ZU ERLEDIGEN
Kannst du die Zeilen zwischen der Zeile mit „job: give the outline of every instance of the dark" und der Zeile mit „target: dark red cherry", beide eingeschlossen, unverändert wiederholen?

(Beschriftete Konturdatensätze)
■ ■ ■ ■ ■
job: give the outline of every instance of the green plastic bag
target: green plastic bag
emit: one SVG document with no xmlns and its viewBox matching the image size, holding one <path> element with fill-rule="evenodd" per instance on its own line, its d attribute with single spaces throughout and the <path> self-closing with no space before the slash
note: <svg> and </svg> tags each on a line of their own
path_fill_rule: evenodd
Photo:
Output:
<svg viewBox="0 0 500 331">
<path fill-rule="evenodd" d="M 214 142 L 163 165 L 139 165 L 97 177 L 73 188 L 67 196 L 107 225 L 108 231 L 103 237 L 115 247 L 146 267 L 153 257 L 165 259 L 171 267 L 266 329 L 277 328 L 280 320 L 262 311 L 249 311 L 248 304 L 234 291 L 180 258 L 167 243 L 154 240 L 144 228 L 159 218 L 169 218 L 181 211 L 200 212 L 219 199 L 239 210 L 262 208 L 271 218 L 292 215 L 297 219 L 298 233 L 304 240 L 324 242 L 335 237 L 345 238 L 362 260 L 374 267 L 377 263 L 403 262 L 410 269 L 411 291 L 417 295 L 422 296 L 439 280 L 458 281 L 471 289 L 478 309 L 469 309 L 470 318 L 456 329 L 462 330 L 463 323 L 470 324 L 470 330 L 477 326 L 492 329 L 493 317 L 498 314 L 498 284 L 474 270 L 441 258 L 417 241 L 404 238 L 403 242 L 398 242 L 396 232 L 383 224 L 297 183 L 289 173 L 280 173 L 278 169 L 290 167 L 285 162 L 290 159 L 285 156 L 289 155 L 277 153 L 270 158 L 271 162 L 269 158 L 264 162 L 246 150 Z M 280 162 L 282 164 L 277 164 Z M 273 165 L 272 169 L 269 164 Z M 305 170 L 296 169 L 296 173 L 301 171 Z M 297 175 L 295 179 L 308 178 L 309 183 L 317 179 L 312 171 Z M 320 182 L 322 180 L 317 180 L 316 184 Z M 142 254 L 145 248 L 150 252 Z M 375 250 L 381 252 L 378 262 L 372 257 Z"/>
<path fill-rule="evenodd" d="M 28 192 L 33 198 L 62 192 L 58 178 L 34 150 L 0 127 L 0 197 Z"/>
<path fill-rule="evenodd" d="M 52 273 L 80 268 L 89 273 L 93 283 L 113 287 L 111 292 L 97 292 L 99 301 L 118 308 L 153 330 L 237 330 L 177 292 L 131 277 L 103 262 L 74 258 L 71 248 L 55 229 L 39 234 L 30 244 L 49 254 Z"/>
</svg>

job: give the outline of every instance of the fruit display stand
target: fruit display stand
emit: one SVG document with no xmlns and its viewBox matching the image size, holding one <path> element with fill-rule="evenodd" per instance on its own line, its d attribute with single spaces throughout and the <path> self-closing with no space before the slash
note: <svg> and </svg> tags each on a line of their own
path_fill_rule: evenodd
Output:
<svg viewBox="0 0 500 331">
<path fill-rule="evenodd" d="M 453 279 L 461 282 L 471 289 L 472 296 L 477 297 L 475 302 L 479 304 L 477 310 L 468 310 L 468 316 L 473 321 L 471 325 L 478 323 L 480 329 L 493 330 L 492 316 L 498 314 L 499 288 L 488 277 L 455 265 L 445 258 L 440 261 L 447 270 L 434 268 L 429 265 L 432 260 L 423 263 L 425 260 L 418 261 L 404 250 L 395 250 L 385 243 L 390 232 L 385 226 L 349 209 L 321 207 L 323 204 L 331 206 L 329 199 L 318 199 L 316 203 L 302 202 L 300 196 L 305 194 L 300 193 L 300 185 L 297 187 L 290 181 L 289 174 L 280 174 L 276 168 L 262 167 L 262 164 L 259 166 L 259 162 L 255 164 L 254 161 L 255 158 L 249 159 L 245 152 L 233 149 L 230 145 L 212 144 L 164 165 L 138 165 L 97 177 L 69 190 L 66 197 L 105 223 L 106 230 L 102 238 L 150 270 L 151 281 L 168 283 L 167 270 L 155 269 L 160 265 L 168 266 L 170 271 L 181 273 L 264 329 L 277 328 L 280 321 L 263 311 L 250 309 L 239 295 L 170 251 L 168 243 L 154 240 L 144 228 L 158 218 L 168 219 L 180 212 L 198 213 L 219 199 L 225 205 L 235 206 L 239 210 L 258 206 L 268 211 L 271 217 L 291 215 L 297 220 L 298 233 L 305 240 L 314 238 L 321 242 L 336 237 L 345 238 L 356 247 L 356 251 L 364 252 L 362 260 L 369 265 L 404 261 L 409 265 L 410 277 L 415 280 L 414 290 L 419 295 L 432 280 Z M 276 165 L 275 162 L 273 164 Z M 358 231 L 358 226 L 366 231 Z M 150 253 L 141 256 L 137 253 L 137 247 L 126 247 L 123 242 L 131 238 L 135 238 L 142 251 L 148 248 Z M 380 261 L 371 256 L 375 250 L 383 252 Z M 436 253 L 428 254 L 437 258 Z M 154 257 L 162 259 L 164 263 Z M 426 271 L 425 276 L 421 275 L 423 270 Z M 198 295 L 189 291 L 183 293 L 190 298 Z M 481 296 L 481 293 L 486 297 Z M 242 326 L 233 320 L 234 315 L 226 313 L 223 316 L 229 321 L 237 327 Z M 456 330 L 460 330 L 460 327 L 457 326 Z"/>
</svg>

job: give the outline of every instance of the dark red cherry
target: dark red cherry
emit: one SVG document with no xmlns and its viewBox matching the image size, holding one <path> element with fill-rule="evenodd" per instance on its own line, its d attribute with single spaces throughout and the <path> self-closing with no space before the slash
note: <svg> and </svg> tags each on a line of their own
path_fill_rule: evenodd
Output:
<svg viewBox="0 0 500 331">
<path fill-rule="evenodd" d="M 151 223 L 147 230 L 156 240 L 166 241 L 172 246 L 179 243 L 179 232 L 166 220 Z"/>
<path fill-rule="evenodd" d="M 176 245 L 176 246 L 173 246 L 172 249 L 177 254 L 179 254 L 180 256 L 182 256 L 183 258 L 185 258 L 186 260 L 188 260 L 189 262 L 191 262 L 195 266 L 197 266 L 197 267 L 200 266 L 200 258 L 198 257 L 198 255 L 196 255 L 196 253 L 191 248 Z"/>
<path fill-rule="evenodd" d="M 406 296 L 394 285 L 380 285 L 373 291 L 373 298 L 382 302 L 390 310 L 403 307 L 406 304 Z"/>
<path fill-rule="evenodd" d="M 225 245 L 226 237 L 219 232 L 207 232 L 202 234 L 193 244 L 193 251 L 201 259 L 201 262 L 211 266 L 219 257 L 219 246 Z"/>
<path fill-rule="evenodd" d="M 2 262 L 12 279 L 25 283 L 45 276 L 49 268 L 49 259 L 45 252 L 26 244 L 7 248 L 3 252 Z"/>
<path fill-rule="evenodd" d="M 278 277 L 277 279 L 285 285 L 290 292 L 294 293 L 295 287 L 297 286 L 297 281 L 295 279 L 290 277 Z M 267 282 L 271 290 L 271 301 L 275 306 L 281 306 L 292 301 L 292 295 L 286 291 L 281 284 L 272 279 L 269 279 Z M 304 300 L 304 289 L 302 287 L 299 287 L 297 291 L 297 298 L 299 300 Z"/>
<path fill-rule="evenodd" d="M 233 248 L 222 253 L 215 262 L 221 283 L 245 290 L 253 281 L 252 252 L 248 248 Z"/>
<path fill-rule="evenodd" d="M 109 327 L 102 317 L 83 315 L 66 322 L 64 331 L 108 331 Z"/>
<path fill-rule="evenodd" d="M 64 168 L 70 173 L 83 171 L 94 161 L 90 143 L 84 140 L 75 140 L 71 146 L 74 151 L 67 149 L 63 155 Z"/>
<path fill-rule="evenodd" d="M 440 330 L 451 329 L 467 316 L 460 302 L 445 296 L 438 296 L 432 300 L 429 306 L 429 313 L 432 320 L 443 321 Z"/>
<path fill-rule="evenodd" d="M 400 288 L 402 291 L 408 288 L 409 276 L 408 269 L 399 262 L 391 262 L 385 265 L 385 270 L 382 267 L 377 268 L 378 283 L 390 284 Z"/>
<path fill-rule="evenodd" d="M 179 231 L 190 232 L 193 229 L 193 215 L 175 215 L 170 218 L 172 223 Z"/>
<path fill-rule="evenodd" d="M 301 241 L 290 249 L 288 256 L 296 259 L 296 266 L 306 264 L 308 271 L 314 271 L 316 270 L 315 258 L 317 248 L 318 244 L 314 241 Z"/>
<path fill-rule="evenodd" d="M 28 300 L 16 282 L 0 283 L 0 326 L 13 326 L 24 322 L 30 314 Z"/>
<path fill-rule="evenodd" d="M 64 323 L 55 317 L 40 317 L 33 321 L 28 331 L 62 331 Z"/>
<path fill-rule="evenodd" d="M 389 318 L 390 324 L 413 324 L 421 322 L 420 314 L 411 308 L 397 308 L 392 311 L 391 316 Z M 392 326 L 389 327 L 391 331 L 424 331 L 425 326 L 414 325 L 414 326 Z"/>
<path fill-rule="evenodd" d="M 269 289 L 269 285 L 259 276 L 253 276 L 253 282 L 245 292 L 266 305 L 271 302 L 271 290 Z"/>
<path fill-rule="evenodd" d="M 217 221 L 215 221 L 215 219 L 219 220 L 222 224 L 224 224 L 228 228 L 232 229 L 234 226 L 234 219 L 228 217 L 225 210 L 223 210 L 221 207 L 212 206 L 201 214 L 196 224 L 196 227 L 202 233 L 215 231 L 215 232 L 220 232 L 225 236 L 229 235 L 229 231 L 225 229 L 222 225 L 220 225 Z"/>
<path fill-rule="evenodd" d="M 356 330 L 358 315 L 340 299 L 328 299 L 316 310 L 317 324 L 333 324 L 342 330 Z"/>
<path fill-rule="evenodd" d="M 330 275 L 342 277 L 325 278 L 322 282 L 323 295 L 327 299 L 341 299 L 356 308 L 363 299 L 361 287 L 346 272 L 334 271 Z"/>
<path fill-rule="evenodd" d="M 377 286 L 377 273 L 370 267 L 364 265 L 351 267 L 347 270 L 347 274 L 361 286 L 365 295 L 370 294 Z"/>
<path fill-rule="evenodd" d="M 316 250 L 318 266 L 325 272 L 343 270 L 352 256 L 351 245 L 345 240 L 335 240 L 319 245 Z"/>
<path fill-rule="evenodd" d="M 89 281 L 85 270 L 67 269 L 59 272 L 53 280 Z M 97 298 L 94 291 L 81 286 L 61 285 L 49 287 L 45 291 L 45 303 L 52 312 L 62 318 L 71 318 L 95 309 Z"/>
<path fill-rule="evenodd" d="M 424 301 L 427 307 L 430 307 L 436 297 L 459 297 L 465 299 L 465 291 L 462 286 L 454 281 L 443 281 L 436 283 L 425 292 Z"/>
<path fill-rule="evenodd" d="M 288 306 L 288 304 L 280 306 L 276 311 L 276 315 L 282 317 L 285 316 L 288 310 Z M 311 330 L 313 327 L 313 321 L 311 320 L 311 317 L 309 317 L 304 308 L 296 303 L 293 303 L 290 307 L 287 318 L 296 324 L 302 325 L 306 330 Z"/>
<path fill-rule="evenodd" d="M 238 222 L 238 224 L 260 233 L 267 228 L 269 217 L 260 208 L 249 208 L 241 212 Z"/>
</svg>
■ ■ ■ ■ ■
ANTWORT ZUR AUFGABE
job: give the outline of every instance of the dark red cherry
target: dark red cherry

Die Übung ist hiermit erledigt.